**Provided information**
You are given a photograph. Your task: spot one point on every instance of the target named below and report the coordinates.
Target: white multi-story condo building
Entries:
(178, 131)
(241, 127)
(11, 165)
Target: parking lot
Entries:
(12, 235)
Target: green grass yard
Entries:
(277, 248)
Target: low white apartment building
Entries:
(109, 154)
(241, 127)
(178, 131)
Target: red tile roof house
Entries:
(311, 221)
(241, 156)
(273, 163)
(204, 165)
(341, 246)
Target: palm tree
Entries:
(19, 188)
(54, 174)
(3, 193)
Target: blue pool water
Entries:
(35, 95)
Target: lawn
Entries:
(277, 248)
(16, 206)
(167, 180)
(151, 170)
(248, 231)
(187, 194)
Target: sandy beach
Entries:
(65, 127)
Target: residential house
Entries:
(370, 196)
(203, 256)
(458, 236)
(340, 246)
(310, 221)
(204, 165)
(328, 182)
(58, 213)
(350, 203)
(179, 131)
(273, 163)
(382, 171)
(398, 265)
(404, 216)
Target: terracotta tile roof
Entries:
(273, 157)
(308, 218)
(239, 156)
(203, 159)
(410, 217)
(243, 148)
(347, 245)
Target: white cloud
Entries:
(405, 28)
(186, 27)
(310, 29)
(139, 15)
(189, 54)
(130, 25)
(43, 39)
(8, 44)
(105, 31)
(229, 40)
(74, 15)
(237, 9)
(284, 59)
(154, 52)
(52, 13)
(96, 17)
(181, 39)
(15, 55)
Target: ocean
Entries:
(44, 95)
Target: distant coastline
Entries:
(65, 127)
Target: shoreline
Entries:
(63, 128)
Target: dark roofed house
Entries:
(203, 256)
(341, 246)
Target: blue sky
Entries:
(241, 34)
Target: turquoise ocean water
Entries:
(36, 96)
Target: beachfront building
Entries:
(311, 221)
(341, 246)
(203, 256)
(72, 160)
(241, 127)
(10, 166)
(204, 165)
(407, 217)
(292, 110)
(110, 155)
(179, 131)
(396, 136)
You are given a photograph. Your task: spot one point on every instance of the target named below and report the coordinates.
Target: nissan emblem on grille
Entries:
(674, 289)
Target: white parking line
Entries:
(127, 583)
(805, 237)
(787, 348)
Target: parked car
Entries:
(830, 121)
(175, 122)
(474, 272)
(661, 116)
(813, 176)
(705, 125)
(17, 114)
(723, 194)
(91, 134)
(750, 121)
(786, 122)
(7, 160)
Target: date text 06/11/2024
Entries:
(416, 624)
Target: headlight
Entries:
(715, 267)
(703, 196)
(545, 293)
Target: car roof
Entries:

**Work required**
Using the entries above, copy exactly the lines from the one containing "Target: date text 06/11/2024" through the last, both included.

**Exercise solution**
Target: date text 06/11/2024
Entries:
(416, 624)
Target: headlight
Entries:
(715, 267)
(703, 196)
(545, 293)
Target: car roof
Entries:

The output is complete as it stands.